• Document excerpt:
━━━

Monday, January 22, 2007

Blair's supporters attack police as enquiry nears Number 10.

There are certain members of the British Labour Party - a few of whom have been especially vocal on the issue of law and order - who seem to be objecting now that the police are using their standard tactics against one of their own.

This all follows the arrest of Ruth Turner - known as Blair's gatekeeper - in a dawn raid during the Cash for Honours enquiry. A dawn raid is bog standard procedure where there is a suspicion that someone might attempt to destroy evidence. And, after all, she was being arrested on suspicion of perverting the course of justice, meaning that the police believe they may have been in some way misled, so the arrest at dawn is not unusual in any way.

So, these same MP's who call for the police to be as tough as possible on suspected criminals, would normally be the very same people lining up in TV studios vocalising their support for such police action and promising to possibly get even tougher in the future. However, these MP's have suddenly lost their love of strong police action when the subject of the investigation is one of their own.

Indeed, they appear to be up in arms about it:

The culture secretary, Tessa Jowell, said at the weekend she was "slightly bewildered" by the Met's behaviour and the former home secretary David Blunkett again questioned the police's tactics yesterday, saying Ms Turner had been treated in the manner of a drug dealer. He told ITV: "If there was a danger of someone absconding, if we were dealing with a drug dealer that was going to go through the back window, you could understand why they would have a dawn raid."

Dennis MacShane, a former Foreign Office minister, accused the police of "arriving at the door of a young sincere woman in a bid to make her crack".

You'll notice that Blunkett has no problem with police behaving in this way if they suspected someone of dealing in drugs, as they might "go through the back window". Likewise, McShane's objection appears to be that the police are behaving in this way to "a young sincere woman". Perhaps, if she were not so young or so sincere, he would have no problem with the police raiding her flat at dawn.

Neither seems to have grasped that what is at the centre of this case is the suspicion of the misleading of the police. In such an instance the police will not warn a suspect that they are coming lest the subject takes action and destroys evidence. As I say, this is bog standard police procedure.

However, these same people who make the laws under which the rest of us must live, are strongly objecting when one of their own is subjected to the same "tough on crime" standards that they have been calling for the past ten years.

It is stunningly hypocritical. It could also be said to be an attempt pressure the police into dropping certain aspects of their enquiry.

Such comments led the Metropolitan Police Federation's chairman, Glen Smyth, to tell BBC News 24: "You get government ministers and senior members of the Labour party criticising the inquiry, which has frankly not even given a report to the Crown Prosecution Service yet.

"What sort of undue pressure are they trying to bring? If that's not what they are intending, it's certainly the impression that they are leaving."

Len Duvall, the Labour politician who chairs the Metropolitan Police Authority, called on others not to try to "manipulate or pressurise" officers.

The Labour Party used to say that the police enquiry was based on a bogus interpretation of the law. Now, as the investigation nears Downing Street and has even - with this arrest - entered Blair's inner sanctum, the tone from some Labour MP's has become frankly combative; even as Blair's aides admit that if anyone near to him is charged then he would have to resign.

━━━

• Supplied data:
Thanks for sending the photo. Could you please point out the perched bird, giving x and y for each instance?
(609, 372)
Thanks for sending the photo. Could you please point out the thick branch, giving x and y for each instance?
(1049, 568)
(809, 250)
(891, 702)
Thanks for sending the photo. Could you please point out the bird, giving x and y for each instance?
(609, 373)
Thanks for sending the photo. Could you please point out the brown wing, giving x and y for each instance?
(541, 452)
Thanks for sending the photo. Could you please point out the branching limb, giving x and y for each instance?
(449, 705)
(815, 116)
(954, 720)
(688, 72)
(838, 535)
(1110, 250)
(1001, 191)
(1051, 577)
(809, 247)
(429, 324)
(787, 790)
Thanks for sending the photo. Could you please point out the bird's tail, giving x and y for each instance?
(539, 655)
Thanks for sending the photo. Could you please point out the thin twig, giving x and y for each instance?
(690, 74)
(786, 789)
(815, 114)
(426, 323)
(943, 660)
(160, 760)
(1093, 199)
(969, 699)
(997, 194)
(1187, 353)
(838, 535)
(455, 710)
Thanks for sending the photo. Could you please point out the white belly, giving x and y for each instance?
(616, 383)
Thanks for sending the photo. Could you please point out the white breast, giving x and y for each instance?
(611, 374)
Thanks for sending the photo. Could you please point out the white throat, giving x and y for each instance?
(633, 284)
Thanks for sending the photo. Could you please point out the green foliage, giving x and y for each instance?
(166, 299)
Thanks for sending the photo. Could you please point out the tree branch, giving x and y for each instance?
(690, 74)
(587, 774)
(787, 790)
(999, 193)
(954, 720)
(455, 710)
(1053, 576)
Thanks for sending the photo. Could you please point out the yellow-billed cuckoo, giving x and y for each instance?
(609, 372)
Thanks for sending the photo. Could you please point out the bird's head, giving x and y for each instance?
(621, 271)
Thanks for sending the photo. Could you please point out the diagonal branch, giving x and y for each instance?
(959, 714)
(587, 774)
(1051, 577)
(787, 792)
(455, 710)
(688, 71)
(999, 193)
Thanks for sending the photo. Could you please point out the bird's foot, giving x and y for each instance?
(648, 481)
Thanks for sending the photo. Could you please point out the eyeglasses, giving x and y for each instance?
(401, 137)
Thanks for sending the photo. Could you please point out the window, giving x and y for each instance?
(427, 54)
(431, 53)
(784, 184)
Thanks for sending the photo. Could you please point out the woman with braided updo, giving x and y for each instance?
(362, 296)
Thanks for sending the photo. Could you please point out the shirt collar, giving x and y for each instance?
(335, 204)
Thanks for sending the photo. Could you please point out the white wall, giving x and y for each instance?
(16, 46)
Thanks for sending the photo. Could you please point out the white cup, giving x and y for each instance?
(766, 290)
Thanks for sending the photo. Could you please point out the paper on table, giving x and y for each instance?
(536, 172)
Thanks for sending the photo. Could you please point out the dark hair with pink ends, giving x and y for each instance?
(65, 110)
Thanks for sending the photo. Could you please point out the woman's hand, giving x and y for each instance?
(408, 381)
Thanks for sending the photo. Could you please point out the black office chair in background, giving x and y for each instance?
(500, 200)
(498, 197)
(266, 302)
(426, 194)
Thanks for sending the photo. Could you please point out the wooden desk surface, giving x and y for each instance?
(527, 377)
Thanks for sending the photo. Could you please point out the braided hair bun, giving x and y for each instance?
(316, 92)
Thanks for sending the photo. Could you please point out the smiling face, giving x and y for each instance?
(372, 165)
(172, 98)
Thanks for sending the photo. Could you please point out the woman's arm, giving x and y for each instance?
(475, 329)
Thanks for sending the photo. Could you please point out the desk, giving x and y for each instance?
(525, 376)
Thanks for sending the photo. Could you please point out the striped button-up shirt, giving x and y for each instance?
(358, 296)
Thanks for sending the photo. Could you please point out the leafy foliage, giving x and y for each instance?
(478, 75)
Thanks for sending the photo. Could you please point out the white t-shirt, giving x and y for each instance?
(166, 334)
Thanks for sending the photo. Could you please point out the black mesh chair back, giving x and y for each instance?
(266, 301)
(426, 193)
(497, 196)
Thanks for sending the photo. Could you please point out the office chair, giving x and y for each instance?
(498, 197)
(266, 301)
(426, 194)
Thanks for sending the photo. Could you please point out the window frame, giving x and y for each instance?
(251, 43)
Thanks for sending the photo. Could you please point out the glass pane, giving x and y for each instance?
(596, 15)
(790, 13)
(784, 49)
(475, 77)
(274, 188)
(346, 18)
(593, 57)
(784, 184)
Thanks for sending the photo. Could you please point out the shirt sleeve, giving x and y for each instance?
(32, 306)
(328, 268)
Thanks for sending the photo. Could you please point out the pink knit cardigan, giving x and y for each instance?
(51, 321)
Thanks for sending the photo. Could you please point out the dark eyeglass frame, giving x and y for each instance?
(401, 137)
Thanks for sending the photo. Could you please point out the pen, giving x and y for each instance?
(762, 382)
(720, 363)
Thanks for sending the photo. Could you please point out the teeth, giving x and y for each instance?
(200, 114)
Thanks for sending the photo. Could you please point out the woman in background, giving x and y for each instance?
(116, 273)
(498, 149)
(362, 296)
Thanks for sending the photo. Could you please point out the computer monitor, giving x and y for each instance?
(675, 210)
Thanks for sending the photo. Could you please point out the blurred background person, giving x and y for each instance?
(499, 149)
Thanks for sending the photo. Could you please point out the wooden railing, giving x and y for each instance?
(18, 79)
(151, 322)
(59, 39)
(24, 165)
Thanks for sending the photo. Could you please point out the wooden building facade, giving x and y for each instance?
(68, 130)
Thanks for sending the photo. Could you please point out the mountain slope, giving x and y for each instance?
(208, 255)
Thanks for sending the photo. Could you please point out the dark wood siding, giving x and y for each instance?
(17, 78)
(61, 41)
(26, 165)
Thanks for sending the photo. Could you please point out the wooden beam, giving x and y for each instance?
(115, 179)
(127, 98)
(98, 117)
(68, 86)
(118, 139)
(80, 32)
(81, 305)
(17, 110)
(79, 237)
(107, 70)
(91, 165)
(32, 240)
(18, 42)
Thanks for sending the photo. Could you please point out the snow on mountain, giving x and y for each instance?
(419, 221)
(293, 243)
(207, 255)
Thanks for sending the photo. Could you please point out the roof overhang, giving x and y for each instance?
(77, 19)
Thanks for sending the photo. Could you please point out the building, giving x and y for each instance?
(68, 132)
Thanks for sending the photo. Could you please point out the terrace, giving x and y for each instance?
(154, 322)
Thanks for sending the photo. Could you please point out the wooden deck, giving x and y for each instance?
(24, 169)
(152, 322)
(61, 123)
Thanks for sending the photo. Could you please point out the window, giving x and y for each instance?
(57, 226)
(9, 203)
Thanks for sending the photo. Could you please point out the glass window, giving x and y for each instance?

━━━

• Instructions to follow: Proceed with the blog post about Labour reactions to the Cash for Honours arrest, picking up right after its final sentence.

• In response:
Ministers said they were certain Mr Blair would not seek to stay until his planned departure date of June or July if any of his immediate entourage were charged.

One senior Labour minister told the Guardian: "He knows he would need to do the right thing for the party."

At the heart of all this is a series of secret loans taken by the Labour Party prior to the last election. A stunning number of those people who gave secret loans have gone on to receive awards from the Queen.

When Blair was questioned by the police over this, a ground breaking moment making Blair the first sitting Prime Minister ever to be questioned by police as part of a criminal investigation, Blair's defence was that they had all been given awards "for services to the Labour Party."

This contradicted the reasons he gave at the time when Blair's "grounds for recommendation" to the House of Lords were the donors' work in the fields of education, health and charity.

This answer caused even the men nominated to question whether or not Blair was telling the truth, and certainly had the ring of a lawyers answer, designed to obfuscate rather than enlighten.

Indeed, from an article I linked to at the time:

There was speculation in Whitehall that Mr Blair's form of words was designed by lawyers. Some think the police may have come to the conclusion, after interviewing dozens of witnesses, that the Labour nominees would not have been credible candidates for peerages had it not been for their huge donations or loans to Labour. All four men's peerages were, after all, rejected by the vetting body that checks if the nominees would be "credible... irrespective of any payments made to a political party or cause".

Ironically, it is another Labour lender, who did not make it to the final peers list, whom Mr Blair was specifically asked about in his police interview. Sir Christopher Evans, a biotechnology millionaire lent Labour £1m.

Police have focused on notes written by Sir Christopher which were seized by police. The notes, which are reported to record a conversation between Lord Levy and Sir Christopher, said: "W'd you like a K or a big P?" - a knighthood or a peerage.

The Cash for Honours enquiry is now getting incredibly close to Blair's inner circle and there are many of us who have long thought that there was something incredibly dodgy about the way people who secretly donated cash have gone on to be honoured.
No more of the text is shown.